----- Quoted passage
Patient and Public Involvement

Patients and public are not involved in the design or recruitment of other participants of this study. However patients are considered in adapting the intervention.

Setting

All mothers or pregnant women who attend one of the selected healthcare centers are invited to participate in the study. The data collection was initiated in June 2017 and will continue until November 2019.

Training Program for Healthcare Professionals

Several meetings with the participating healthcare centers take place to plan and share the logistics and the project organization with the professionals involved.

The Observatory of Perinatal Clinical Psychology, thanks to the collaboration with the Italian National Institute of Health, forms all of the healthcare professionals who are involved in the study through two specialist training courses.
----------
Problems to solve
1. Answer these questions using the study description:
(a) When did data collection start, and when will it end?
(b) Who is invited to take part in the study?
(c) How many specialist training courses do the healthcare professionals attend?
2. Write out the part of the study description starting with "Patients and public" and going on through "until November 2019.", with no changes.
Use only the study description for your answers.
----- Data
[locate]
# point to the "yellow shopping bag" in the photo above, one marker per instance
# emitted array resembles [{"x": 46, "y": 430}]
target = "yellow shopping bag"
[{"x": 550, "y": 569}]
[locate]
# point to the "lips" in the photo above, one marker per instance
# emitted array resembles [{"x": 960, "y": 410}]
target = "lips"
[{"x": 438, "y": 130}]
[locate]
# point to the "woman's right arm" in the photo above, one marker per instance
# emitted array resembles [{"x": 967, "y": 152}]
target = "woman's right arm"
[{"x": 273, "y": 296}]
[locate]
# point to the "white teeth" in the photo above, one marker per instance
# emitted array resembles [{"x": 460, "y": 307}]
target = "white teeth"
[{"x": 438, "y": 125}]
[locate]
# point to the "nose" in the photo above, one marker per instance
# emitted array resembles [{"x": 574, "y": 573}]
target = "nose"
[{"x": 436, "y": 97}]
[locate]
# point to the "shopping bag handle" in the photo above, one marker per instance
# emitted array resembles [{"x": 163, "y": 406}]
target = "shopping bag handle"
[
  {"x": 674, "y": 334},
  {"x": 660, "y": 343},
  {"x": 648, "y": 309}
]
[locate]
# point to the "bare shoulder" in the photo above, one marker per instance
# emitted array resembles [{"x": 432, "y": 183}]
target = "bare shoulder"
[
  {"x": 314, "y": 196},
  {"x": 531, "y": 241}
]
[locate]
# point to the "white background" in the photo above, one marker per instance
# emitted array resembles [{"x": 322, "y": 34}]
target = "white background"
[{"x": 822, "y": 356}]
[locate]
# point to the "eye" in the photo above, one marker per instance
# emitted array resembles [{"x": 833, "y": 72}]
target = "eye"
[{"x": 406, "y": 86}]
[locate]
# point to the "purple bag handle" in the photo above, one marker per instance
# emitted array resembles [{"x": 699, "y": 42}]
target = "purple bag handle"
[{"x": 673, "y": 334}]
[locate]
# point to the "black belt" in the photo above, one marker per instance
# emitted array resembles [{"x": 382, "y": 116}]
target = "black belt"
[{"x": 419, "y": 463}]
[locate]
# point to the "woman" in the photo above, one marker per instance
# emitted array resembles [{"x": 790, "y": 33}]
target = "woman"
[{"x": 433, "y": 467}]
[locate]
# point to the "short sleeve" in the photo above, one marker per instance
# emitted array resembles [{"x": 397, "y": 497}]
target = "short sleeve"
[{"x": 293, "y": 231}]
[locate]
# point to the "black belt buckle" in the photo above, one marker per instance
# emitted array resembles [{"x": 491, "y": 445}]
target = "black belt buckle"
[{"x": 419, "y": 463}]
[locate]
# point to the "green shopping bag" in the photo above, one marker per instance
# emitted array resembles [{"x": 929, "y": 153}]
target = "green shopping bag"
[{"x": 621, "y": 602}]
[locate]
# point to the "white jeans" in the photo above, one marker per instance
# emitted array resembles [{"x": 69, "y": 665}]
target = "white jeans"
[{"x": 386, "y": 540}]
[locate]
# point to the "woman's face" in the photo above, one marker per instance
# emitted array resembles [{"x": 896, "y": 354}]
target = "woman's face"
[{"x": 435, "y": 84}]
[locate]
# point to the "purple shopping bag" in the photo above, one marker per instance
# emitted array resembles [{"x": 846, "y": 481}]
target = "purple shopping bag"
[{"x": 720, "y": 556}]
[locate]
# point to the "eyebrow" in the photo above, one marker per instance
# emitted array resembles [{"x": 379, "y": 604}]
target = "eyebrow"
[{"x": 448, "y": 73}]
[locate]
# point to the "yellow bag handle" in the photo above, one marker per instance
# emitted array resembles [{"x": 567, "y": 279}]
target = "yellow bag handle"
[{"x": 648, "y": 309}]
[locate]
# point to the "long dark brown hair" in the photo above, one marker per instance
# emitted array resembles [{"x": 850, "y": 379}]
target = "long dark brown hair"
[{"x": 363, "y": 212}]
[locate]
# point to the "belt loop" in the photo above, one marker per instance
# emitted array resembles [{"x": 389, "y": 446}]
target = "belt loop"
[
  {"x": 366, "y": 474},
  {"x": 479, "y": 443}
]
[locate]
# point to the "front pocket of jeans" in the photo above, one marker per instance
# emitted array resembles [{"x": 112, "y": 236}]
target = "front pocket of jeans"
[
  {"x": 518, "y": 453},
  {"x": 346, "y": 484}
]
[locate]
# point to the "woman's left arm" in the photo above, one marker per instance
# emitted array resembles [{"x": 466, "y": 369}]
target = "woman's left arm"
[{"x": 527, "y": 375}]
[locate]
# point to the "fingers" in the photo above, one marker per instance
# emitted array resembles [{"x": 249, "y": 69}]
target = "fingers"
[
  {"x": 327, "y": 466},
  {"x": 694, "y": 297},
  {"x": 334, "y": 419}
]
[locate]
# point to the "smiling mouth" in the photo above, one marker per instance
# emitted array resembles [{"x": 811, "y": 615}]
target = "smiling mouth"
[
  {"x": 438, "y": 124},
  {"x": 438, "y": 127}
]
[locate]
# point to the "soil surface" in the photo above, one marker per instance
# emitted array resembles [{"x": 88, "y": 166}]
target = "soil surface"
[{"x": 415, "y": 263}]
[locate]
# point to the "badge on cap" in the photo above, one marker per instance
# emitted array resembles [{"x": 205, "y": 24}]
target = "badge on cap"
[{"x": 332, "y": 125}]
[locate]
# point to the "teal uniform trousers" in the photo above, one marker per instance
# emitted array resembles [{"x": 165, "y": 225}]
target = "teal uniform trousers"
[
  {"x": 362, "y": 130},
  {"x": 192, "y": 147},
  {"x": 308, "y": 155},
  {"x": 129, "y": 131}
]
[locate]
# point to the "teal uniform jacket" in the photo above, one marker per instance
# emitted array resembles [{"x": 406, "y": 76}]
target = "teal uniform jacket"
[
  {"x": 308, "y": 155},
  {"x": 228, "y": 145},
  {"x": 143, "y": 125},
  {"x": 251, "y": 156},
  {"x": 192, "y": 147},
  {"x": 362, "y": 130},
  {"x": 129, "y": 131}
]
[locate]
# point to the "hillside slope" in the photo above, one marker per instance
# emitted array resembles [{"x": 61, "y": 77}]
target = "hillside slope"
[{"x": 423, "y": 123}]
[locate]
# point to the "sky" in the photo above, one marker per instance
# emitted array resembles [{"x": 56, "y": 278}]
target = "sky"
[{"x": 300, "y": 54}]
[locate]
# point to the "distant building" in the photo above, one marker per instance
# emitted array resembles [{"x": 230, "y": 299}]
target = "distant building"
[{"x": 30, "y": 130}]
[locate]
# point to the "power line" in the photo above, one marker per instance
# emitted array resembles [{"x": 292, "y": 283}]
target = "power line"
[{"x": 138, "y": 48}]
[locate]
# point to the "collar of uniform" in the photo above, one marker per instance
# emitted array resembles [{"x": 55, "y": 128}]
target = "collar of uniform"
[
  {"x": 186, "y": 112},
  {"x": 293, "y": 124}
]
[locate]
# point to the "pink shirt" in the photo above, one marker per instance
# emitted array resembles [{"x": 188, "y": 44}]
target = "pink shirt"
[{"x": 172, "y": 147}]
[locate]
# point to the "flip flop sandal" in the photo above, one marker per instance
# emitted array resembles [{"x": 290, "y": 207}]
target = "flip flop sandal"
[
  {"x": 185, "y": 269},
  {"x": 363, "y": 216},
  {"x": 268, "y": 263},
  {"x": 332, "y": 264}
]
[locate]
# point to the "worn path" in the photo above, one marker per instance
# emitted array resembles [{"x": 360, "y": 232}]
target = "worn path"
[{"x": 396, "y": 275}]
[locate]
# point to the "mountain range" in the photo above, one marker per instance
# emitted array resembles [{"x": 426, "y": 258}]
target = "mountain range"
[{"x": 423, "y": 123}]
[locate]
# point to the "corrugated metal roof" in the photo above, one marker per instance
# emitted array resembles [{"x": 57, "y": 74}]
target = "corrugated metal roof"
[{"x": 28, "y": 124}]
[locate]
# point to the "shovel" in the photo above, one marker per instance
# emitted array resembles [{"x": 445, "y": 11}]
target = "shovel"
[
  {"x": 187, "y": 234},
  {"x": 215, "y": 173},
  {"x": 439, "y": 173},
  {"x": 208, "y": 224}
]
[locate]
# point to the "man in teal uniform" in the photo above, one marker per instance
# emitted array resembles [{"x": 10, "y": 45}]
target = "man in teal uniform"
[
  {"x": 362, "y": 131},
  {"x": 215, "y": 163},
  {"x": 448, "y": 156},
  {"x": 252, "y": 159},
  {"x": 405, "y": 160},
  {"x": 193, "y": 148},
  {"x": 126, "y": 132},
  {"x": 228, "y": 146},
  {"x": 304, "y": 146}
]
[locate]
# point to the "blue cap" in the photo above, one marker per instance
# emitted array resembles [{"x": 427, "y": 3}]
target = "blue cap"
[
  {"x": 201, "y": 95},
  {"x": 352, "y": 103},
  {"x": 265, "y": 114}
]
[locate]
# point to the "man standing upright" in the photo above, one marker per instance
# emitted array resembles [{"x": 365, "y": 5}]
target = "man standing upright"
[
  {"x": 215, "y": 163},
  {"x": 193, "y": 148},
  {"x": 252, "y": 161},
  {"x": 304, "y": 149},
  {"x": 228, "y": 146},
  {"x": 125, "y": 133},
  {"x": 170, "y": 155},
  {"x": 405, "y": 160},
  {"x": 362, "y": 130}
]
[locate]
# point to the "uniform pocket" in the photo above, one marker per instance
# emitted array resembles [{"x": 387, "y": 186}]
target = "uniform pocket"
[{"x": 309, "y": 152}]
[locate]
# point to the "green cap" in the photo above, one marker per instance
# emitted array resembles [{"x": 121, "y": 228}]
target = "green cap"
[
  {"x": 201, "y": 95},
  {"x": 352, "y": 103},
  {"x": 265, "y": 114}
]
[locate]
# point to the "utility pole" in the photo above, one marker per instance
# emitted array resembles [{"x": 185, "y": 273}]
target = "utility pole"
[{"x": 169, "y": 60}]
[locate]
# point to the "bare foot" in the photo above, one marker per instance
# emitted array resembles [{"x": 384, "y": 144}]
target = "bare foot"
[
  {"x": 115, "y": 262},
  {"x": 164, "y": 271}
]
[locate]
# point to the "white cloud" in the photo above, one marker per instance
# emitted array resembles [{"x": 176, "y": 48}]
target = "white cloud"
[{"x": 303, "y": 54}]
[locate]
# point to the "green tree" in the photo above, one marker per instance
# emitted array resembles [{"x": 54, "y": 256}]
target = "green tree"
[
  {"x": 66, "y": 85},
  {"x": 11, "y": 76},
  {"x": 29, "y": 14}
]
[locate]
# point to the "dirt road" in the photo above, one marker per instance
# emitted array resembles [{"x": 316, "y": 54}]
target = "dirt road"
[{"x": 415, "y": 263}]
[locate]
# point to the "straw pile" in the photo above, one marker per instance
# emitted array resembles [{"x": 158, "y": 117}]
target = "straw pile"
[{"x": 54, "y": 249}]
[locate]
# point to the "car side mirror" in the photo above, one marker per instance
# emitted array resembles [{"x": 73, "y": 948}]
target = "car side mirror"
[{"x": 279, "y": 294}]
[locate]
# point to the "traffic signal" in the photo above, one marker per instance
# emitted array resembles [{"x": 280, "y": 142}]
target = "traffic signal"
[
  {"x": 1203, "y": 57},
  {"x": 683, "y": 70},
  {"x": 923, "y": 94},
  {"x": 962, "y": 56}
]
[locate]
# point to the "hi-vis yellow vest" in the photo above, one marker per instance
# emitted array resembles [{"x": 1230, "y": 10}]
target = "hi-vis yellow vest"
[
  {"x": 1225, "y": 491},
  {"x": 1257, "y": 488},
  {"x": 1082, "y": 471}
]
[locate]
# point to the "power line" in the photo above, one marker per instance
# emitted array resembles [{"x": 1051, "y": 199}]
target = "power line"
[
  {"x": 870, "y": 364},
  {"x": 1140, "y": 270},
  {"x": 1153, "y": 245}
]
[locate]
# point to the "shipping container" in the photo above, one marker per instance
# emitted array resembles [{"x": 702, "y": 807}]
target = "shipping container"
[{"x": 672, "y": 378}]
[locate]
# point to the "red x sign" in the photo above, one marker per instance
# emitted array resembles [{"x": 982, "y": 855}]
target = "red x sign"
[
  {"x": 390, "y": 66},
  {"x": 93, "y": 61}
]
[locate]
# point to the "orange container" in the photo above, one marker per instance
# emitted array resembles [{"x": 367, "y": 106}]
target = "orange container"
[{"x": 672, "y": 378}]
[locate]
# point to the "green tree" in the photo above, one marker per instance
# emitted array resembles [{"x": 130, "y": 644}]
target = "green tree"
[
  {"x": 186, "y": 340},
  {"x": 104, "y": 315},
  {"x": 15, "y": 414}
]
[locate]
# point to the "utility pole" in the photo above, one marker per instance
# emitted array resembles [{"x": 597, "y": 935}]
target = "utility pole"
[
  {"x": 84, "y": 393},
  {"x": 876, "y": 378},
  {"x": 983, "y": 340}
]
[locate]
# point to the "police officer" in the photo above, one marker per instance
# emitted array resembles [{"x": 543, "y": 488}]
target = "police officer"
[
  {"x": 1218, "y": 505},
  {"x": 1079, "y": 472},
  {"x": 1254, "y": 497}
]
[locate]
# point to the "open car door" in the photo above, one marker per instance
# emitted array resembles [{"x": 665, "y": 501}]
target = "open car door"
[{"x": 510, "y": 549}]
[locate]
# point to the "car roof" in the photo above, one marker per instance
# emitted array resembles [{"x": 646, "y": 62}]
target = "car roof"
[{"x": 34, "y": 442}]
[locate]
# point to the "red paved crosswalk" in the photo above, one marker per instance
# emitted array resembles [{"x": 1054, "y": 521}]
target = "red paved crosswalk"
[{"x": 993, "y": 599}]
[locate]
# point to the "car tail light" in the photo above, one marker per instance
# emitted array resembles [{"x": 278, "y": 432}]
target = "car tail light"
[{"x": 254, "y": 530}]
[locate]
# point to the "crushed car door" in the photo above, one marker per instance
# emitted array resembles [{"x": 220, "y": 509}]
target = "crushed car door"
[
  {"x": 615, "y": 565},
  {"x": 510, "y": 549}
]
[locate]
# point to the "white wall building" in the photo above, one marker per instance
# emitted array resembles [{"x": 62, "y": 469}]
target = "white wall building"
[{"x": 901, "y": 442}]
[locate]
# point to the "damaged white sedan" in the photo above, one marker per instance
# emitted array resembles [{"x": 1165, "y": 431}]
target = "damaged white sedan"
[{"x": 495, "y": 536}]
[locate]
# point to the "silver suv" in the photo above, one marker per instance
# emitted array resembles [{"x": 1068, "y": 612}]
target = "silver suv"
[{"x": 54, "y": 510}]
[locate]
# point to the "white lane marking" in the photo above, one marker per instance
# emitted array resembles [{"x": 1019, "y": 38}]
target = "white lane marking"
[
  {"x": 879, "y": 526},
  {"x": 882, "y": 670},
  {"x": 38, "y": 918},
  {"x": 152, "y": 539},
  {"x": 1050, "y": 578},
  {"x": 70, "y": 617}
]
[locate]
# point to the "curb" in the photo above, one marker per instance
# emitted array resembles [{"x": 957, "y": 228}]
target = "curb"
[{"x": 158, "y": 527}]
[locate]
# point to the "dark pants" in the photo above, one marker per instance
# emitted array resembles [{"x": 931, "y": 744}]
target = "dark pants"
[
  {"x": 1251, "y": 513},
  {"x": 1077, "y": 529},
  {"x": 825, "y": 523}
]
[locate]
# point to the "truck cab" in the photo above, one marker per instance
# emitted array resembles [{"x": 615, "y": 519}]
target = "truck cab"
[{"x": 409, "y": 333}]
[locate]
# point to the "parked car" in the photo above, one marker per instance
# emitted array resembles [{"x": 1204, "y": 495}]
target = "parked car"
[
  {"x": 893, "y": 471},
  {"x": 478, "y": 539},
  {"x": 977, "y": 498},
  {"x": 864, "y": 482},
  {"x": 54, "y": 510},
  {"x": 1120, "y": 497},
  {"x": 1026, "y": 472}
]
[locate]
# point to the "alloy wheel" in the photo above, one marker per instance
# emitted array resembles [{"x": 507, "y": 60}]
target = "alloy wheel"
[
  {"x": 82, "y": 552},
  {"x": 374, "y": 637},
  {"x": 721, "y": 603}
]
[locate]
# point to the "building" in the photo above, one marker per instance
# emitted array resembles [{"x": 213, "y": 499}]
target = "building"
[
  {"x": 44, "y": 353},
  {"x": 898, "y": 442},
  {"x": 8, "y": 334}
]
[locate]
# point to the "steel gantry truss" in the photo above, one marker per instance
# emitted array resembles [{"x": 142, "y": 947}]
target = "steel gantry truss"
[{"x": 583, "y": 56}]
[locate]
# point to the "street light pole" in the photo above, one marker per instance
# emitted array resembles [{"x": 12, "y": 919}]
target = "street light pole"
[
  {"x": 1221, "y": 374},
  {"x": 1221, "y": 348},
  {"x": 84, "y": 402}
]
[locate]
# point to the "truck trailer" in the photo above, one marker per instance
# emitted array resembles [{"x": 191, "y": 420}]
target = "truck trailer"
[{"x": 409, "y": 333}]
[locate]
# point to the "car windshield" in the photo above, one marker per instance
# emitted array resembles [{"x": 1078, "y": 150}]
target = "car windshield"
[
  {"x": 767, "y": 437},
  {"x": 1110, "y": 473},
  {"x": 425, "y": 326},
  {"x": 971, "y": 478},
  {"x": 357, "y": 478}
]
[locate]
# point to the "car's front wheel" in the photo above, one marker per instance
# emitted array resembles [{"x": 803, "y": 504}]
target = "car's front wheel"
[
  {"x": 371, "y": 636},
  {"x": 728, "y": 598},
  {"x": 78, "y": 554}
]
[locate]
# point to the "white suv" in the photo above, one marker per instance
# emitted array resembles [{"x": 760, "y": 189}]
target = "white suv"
----------
Exercise answers
1.
(a) It started in June 2017 and will continue until November 2019.
(b) All mothers or pregnant women who attend one of the selected healthcare centers.
(c) Two.

2.
Patients and public are not involved in the design or recruitment of other participants of this study. However patients are considered in adapting the intervention.

Setting

All mothers or pregnant women who attend one of the selected healthcare centers are invited to participate in the study. The data collection was initiated in June 2017 and will continue until November 2019.